Goal:
Format the lines of all the rows below as a numbered list, omitting any blank lines.

— START OF Dataset records —

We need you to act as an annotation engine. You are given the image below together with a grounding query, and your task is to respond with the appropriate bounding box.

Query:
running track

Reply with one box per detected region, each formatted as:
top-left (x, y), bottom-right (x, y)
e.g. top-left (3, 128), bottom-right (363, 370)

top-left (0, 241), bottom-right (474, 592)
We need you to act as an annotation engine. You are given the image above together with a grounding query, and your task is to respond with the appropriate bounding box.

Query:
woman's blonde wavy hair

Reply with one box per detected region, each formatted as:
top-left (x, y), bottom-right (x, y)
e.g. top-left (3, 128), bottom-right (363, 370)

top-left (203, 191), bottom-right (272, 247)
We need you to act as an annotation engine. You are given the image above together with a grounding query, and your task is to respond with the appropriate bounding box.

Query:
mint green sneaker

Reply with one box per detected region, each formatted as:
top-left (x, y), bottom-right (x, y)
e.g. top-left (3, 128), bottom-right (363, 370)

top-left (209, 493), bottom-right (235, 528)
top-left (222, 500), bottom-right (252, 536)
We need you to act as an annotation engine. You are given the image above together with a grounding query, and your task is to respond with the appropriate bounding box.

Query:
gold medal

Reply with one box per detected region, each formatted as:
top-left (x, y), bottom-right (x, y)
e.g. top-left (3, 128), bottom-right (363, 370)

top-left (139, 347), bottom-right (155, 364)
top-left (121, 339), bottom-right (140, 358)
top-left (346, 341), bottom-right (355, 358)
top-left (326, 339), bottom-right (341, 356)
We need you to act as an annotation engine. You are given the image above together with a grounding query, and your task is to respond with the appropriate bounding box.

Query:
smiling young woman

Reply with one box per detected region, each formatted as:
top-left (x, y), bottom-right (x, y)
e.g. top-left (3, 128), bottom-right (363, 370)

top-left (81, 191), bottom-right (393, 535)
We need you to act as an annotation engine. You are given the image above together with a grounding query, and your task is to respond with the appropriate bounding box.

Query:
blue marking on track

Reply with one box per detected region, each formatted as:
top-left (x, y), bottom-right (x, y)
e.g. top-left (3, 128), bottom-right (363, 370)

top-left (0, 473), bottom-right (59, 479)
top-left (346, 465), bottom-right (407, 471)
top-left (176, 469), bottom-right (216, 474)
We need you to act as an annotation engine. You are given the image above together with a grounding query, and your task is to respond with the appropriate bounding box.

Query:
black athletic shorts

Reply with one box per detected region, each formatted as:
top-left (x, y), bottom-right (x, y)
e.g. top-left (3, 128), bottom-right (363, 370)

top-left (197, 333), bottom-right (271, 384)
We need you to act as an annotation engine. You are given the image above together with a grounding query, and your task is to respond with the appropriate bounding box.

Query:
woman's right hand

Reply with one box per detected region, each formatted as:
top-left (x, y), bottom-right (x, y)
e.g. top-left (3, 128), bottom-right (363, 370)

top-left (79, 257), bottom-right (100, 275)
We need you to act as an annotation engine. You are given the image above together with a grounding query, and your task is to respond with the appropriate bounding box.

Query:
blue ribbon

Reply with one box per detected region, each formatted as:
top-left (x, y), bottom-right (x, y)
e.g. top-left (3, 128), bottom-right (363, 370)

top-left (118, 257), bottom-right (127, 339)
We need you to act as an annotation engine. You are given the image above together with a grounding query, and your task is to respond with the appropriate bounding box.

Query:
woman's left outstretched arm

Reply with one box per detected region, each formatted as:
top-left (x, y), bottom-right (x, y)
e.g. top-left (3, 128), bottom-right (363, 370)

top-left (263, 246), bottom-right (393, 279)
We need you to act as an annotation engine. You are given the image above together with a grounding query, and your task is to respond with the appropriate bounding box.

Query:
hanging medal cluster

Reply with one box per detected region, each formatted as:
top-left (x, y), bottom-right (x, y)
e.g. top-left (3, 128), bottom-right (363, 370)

— END OF Dataset records —

Response to this task:
1. We need you to act as an annotation engine. You are given the image below together with a grounding query, and your task is to respond with the appropriate bounding box.
2. Query:
3. running track
4. Reply with one box per detected region, each formatted as:
5. top-left (x, y), bottom-right (x, y)
6. e.g. top-left (3, 128), bottom-right (363, 370)
7. top-left (0, 241), bottom-right (474, 592)
8. We need you to act as an annotation engine. You are given the image above together with a grounding query, and your task is to respond with the appropriate bounding box.
9. Query:
10. woman's blonde wavy hair
11. Reply with one box per detected region, each formatted as:
12. top-left (x, y), bottom-right (x, y)
13. e.g. top-left (3, 128), bottom-right (363, 370)
14. top-left (203, 191), bottom-right (272, 247)
15. We need you to act as an annotation engine. You are given the image above together with a grounding query, and your task is to respond with the appropriate bounding box.
16. Query:
17. mint green sneaker
18. Reply with one box per detected region, each formatted as:
19. top-left (x, y), bottom-right (x, y)
20. e.g. top-left (3, 128), bottom-right (363, 370)
21. top-left (209, 493), bottom-right (235, 528)
22. top-left (222, 500), bottom-right (252, 536)
23. We need you to act as an annotation engine. You are given the image above together with a grounding query, and your task is to respond with the appropriate bounding box.
24. Query:
25. gold medal
26. Reply with one box per detected region, each formatted as:
27. top-left (x, y), bottom-right (x, y)
28. e.g. top-left (3, 128), bottom-right (363, 370)
29. top-left (139, 347), bottom-right (155, 364)
30. top-left (121, 339), bottom-right (140, 358)
31. top-left (346, 341), bottom-right (355, 358)
32. top-left (326, 339), bottom-right (341, 356)
33. We need you to act as an annotation engine. You are given the image above together with a grounding query, and your task is to respond with the appropriate bounding box.
34. Query:
35. smiling young woman
36. Reply with one box per detected region, each formatted as:
37. top-left (x, y), bottom-right (x, y)
38. e.g. top-left (3, 128), bottom-right (363, 370)
39. top-left (81, 191), bottom-right (393, 535)
40. We need you to act as an annotation engine. You are given the image above together with a grounding query, and your task is to respond with the appropriate bounding box.
41. Query:
42. blue marking on track
43. Reply with one box per detected region, each formatted as:
44. top-left (x, y), bottom-right (x, y)
45. e.g. top-left (3, 128), bottom-right (363, 370)
46. top-left (0, 473), bottom-right (59, 479)
47. top-left (346, 465), bottom-right (407, 471)
48. top-left (176, 469), bottom-right (216, 474)
49. We need you to act as an annotation engine. You are given the image above together with a grounding query, and your task is to respond with the appropriate bounding box.
50. Query:
51. black athletic shorts
52. Reply with one box per detected region, each formatted as:
53. top-left (x, y), bottom-right (x, y)
54. e.g. top-left (3, 128), bottom-right (363, 370)
55. top-left (197, 333), bottom-right (271, 384)
56. We need you to act as an annotation engine. You are given the image above together with a grounding query, and your task is to respond with the appropriate bounding box.
57. Query:
58. woman's right hand
59. Reply with one box per detected region, each formatted as:
60. top-left (x, y), bottom-right (x, y)
61. e.g. top-left (3, 128), bottom-right (363, 370)
62. top-left (79, 257), bottom-right (100, 275)
63. We need you to act as an annotation engine. You are given the image above together with a grounding query, and your task is to respond with the appropriate bounding box.
64. Query:
65. blue ribbon
66. Reply with one box per detected region, each formatted as:
67. top-left (x, y), bottom-right (x, y)
68. e.g. top-left (3, 128), bottom-right (363, 370)
69. top-left (118, 257), bottom-right (127, 339)
70. We need you to act as an annotation engine. You are given the image above together with a grounding query, and your task is to respond with the appropriate bounding box.
71. Query:
72. woman's left outstretched arm
73. Reply with one box per detected region, each formatted as:
74. top-left (x, y), bottom-right (x, y)
75. e.g. top-left (3, 128), bottom-right (363, 370)
76. top-left (263, 246), bottom-right (393, 279)
77. We need you to act as an annotation engine. You are given the image above together with a grounding query, and your task is to respond with the appropriate bounding box.
78. Query:
79. hanging medal cluster
80. Reply with one box per detected region, each formatted as:
81. top-left (x, y), bottom-right (x, y)
82. e.g. top-left (3, 128), bottom-right (363, 370)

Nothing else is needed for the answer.